**Text block:**
Loading Human is a Kickstarter success story from two years ago that falls somewhere in the middle of “perhaps too ambitious” and “safely exploring adventure genre tropes.” The natural interaction system aims to make VR even more immersive than it is already by eschewing the need for inventories and menus all together. It originally started as an Oculus Rift title and has evolved to include multiplatform support for Rift, Vive, and PS VR. Its ambitions remain quite high, but whether or not it can deliver on its lofty goals remains to be seen.
If you’ve been following Loading Human’s development, then you should be aware that it’s an episodic series, with this first entry, known as Chapter 1, planned as an approximately 4 hour adventure where you play as a man named Prometheus. The game follows a non-linear progression, where each section of the game takes place at a different points in time, jumping forward and backward along the timeline to tell the story.

**Raw data:**

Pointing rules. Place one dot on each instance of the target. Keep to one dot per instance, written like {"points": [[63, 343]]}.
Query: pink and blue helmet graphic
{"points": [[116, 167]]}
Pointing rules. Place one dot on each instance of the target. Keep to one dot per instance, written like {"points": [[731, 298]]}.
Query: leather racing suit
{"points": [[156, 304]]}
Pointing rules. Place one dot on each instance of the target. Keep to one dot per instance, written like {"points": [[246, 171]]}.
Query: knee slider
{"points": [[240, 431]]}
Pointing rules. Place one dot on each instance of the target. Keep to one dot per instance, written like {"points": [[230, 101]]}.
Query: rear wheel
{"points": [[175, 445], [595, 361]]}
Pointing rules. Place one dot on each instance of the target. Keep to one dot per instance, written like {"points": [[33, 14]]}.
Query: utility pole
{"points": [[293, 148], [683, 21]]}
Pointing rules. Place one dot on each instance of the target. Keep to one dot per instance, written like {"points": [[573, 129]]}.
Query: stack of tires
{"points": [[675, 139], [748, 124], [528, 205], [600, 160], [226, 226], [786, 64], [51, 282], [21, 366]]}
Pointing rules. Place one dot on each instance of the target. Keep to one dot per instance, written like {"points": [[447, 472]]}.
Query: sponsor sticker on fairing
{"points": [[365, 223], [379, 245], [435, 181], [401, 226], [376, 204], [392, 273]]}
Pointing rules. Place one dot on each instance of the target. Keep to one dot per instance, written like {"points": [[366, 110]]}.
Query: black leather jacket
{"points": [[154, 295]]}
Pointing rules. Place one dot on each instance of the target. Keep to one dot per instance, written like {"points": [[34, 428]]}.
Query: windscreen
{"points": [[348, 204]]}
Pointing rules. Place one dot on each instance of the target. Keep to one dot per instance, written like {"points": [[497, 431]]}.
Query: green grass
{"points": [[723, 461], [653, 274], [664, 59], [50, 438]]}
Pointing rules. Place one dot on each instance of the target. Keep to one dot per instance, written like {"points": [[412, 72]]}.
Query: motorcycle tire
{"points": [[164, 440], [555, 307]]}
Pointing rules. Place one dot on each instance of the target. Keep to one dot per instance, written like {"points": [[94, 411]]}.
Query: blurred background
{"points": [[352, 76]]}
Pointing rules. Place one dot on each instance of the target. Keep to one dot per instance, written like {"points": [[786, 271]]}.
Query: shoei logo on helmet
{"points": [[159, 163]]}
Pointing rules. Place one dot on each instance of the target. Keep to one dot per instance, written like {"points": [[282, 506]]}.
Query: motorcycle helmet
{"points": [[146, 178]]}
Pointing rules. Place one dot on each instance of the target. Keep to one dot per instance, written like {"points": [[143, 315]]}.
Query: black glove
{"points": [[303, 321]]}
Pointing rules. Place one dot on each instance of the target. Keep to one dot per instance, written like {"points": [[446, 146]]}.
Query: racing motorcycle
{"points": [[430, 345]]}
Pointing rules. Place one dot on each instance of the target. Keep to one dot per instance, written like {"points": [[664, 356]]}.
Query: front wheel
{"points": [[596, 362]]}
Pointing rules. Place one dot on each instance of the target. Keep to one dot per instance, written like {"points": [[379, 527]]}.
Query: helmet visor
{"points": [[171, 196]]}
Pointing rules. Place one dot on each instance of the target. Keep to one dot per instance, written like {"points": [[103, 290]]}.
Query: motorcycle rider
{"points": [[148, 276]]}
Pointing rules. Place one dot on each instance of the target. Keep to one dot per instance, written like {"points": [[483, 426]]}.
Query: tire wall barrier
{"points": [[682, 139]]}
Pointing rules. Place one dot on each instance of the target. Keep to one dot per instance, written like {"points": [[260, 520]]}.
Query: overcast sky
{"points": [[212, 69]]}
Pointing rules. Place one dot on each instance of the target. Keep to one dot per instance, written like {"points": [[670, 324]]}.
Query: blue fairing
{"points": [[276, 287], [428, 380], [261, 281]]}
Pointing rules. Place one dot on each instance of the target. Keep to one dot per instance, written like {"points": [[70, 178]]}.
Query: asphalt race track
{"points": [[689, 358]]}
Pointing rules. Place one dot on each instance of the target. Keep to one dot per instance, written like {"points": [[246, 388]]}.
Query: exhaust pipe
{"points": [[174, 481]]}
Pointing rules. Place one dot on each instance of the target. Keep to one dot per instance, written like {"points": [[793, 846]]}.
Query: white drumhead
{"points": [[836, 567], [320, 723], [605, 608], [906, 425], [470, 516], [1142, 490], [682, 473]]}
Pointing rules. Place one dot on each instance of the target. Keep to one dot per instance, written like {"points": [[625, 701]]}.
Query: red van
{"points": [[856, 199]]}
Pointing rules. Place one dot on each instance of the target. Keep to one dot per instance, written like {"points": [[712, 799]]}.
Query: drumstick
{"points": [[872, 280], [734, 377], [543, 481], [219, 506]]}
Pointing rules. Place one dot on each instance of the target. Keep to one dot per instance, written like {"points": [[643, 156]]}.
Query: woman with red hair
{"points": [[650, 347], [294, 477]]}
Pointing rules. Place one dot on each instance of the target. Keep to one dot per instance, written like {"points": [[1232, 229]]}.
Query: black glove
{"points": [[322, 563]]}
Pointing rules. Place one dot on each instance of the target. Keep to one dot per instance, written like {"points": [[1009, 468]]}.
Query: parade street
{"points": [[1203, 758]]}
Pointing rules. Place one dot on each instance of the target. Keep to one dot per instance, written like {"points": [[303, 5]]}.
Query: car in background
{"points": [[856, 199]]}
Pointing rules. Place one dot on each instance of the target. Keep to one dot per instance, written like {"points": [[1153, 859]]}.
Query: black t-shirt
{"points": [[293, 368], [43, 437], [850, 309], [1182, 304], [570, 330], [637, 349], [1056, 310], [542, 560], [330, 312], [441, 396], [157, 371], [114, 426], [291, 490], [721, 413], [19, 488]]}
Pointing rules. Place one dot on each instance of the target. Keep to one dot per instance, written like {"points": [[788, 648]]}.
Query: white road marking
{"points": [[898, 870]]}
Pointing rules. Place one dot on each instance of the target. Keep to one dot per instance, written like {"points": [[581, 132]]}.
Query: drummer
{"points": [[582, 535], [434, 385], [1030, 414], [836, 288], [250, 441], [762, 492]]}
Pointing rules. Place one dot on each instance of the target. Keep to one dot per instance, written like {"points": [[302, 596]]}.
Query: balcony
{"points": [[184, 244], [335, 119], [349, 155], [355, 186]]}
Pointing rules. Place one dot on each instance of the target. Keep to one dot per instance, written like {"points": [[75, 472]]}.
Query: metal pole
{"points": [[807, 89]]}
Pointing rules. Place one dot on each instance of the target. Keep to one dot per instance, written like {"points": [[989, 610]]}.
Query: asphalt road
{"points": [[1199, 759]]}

**Goals:**
- a) Retype the part of the Loading Human text that opens with the words containing "If you’ve been" and closes with "tell the story.".
- b) Extend the Loading Human text from where it stops.

**Answers:**
- a)
If you’ve been following Loading Human’s development, then you should be aware that it’s an episodic series, with this first entry, known as Chapter 1, planned as an approximately 4 hour adventure where you play as a man named Prometheus. The game follows a non-linear progression, where each section of the game takes place at a different points in time, jumping forward and backward along the timeline to tell the story.

- b)
The basic premise revolves around Prometheus’ search fro the Quintessence, a resource that will allow his father to escape death. You’ll also explore your relationship with Alice, the female character shown in the trailer above, where the motion capture and facial syncing technology is on its best display.
Since Loading Human is playable on so many different platforms — Oculus Rift, PS VR, and HTC Vive all with or without motion controllers — the team at Untold Games have created a flexible control system. For this preview, I was given the chance to try out the game on both a PS VR using the Move controllers, and an Oculus Rift using an Xbox One gamepad.
In the case of the PS Move controllers, it was a bit of a mixed bag. A lot of care was put into designing interactions so that they feel both natural, but also avoid any of the common motion sickness issues that face so many people. The result is something that feels a bit like controlling a slow-moving tank rather than an actual person.
Essentially, you point a controller forward and hold down the trigger to start moving in the direction. You can steer a bit by turning your head, but to dramatically change your direction, you have to point a controller in a new direction and press a different button, at which point your orientation snaps to face that way. I could point over my shoulder behind me, click, and immediately turn around.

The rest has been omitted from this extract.